Casas sin terminar
¡Qué sensación de misterio y de catástrofe inesperada dan esas construcciones no terminadas, donde, sobre los muros a desnivel, se levantan los marcos ennegrecidos por la intemperie y las aberturas exteriores tapadas por chapas de zinc, donde el viento chasquea siniestramente en las noches de invierno!
Esas son las «casas» donde la imaginación infantil localiza los concilábulos de ladrones, las reuniones de asesinos; esas son las «casas» donde, al oscurecer, se ven entrar o salir sombras subrepticias que de ser descubiertas llenarían luego de escándalo al barrio.
Y dan, más aun que el cartel de remate judicial, la idea de catástrofe económica. Sugieren, de pronto, la idea de un pleito monstruoso; los folios innumerables cubriendo la mesa de un juez; los albañiles rechinando los dientes en la antesala de la secretaría, y el misterio… el misterio de vacío que es el que llena sus aberturas tapadas por chapas de zinc.

══════════

Ejercicios:
[a] Repite el fragmento sobre las casas sin terminar desde "Y dan, más aun" hasta "chapas de zinc.".
[b] Resume en dos oraciones el texto sobre las casas sin terminar.

[Entradas tomadas de una colección]
══════════

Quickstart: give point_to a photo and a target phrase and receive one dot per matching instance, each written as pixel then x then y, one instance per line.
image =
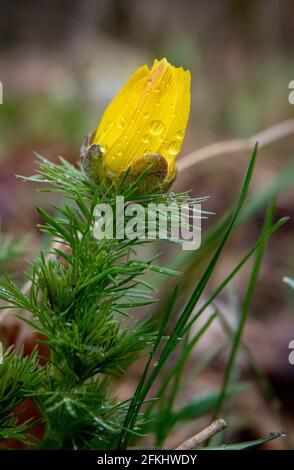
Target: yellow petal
pixel 122 102
pixel 150 122
pixel 149 115
pixel 172 144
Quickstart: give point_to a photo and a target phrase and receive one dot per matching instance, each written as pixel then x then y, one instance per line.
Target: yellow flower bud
pixel 146 120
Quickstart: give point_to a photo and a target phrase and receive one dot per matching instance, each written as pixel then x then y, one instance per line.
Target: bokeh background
pixel 62 61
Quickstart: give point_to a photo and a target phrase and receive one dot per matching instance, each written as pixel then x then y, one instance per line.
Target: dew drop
pixel 146 139
pixel 180 135
pixel 103 148
pixel 156 127
pixel 174 148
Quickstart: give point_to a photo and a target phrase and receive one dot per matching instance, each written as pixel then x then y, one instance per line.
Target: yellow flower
pixel 146 119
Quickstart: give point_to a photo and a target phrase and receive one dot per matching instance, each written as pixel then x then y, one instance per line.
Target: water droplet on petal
pixel 121 123
pixel 157 127
pixel 103 148
pixel 180 135
pixel 146 139
pixel 174 148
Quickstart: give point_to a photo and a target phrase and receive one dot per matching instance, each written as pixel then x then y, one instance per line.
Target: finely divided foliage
pixel 80 303
pixel 85 295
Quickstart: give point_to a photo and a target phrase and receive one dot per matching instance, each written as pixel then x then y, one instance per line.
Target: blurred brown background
pixel 61 62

══════════

Soluciones:
[a]
Y dan, más aun que el cartel de remate judicial, la idea de catástrofe económica. Sugieren, de pronto, la idea de un pleito monstruoso; los folios innumerables cubriendo la mesa de un juez; los albañiles rechinando los dientes en la antesala de la secretaría, y el misterio… el misterio de vacío que es el que llena sus aberturas tapadas por chapas de zinc.

[b] Las construcciones sin terminar, con marcos ennegrecidos y aberturas tapadas por chapas de zinc, dan una sensación de misterio y de catástrofe inesperada, y la imaginación infantil sitúa en ellas reuniones de ladrones y de asesinos. Además sugieren, más aún que el cartel de remate judicial, una catástrofe económica y un pleito monstruoso, y sus aberturas tapadas las llena el misterio del vacío.